(Beginning of DATA)

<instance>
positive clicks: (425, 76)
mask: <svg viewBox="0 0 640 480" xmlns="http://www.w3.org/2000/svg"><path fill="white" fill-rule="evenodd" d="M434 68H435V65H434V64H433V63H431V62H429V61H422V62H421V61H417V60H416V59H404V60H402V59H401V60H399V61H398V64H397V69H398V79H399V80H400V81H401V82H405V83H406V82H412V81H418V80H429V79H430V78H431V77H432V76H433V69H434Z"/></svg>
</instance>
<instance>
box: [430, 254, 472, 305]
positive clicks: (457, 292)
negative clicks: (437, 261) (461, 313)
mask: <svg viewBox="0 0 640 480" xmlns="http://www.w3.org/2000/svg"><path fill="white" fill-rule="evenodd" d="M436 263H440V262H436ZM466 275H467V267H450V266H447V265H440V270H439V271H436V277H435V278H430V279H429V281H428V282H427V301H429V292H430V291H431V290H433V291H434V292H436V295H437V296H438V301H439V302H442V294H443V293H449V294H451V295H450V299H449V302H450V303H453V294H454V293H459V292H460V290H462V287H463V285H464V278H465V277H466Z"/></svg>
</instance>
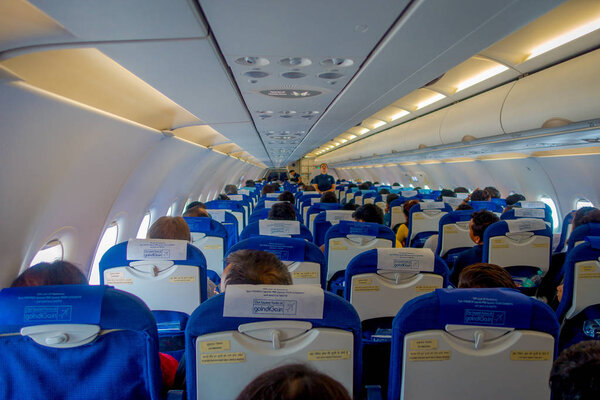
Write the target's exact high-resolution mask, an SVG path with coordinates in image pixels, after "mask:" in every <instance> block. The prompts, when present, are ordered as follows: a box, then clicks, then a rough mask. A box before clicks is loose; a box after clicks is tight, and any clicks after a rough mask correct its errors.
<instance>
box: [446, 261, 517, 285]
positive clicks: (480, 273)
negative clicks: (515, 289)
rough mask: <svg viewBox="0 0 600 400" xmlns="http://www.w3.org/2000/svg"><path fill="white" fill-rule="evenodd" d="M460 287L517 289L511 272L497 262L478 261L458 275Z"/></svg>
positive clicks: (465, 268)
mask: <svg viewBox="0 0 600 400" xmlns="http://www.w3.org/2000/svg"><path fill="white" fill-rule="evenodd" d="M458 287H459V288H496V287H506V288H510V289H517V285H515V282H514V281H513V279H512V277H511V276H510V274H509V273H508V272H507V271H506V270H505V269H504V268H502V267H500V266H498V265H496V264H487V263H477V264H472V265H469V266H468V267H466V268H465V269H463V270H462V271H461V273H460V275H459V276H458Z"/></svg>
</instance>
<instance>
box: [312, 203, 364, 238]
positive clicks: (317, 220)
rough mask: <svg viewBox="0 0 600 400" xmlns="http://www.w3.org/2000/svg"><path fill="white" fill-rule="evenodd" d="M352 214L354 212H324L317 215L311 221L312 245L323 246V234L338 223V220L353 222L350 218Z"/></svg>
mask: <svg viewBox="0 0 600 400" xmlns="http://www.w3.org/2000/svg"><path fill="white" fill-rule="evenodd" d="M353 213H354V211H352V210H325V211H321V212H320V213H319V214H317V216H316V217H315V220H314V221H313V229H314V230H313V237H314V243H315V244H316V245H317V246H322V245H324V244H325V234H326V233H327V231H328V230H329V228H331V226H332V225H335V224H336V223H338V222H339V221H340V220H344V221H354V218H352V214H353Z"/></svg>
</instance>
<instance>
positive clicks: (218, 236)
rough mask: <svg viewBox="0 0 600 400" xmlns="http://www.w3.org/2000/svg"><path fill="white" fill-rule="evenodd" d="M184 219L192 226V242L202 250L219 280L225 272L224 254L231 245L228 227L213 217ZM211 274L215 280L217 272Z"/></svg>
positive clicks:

(End of DATA)

◆ JOB ITEM
Could you give the listing again exactly as it stands, minus any pictures?

◆ FINISHED TASK
<instance>
positive clicks: (425, 76)
mask: <svg viewBox="0 0 640 480" xmlns="http://www.w3.org/2000/svg"><path fill="white" fill-rule="evenodd" d="M434 68H435V65H434V64H433V63H431V62H429V61H422V62H421V61H417V60H416V59H404V60H402V59H401V60H399V61H398V64H397V69H398V79H399V80H400V81H401V82H405V83H406V82H412V81H418V80H429V79H430V78H431V77H432V76H433V69H434Z"/></svg>
</instance>
<instance>
box: [430, 254, 472, 305]
positive clicks: (457, 292)
negative clicks: (437, 261) (461, 313)
mask: <svg viewBox="0 0 640 480" xmlns="http://www.w3.org/2000/svg"><path fill="white" fill-rule="evenodd" d="M436 263H440V262H436ZM466 275H467V267H450V266H447V265H440V270H439V271H436V277H435V278H430V279H429V281H428V282H427V301H429V292H430V291H431V290H433V291H434V292H436V295H437V296H438V301H439V302H442V294H443V293H449V294H451V295H450V299H449V302H450V303H453V294H454V293H459V292H460V290H462V287H463V285H464V278H465V277H466Z"/></svg>
</instance>
Write the target's exact high-resolution mask, an SVG path with coordinates in image pixels, after "mask:" in every <instance> block. The prompts, when present, are ordered as follows: a box, then clicks, then a rough mask. A box before clicks is loose; a box after clicks is tight, and any clicks after a rough mask correct its errors.
<instance>
box: [446, 261, 517, 285]
positive clicks: (480, 273)
negative clicks: (515, 289)
rough mask: <svg viewBox="0 0 600 400" xmlns="http://www.w3.org/2000/svg"><path fill="white" fill-rule="evenodd" d="M460 287L517 289L511 272L497 262L478 261L458 275Z"/></svg>
positive clicks: (465, 268)
mask: <svg viewBox="0 0 600 400" xmlns="http://www.w3.org/2000/svg"><path fill="white" fill-rule="evenodd" d="M458 287H459V288H496V287H506V288H510V289H517V285H515V282H514V281H513V279H512V277H511V276H510V274H509V273H508V272H507V271H506V270H505V269H504V268H502V267H500V266H498V265H496V264H487V263H477V264H472V265H469V266H468V267H466V268H465V269H463V270H462V271H461V273H460V275H459V276H458Z"/></svg>
</instance>
<instance>
box: [312, 203, 364, 238]
positive clicks: (317, 220)
rough mask: <svg viewBox="0 0 600 400" xmlns="http://www.w3.org/2000/svg"><path fill="white" fill-rule="evenodd" d="M352 214L354 212H324L317 215L311 221L312 245L323 246V234L338 223V220L353 222L350 218Z"/></svg>
mask: <svg viewBox="0 0 600 400" xmlns="http://www.w3.org/2000/svg"><path fill="white" fill-rule="evenodd" d="M353 213H354V211H352V210H325V211H321V212H320V213H319V214H317V216H316V217H315V220H314V221H313V229H314V230H313V237H314V243H315V244H316V245H317V246H322V245H324V244H325V234H326V233H327V231H328V230H329V228H331V226H332V225H335V224H336V223H338V222H339V221H340V220H344V221H354V218H352V214H353Z"/></svg>
</instance>
<instance>
positive clicks: (218, 236)
rough mask: <svg viewBox="0 0 600 400" xmlns="http://www.w3.org/2000/svg"><path fill="white" fill-rule="evenodd" d="M184 219L192 226V242L202 250L219 280L225 272L224 254L231 245L228 227L213 217ZM211 274L215 280L217 272Z"/></svg>
positive clicks:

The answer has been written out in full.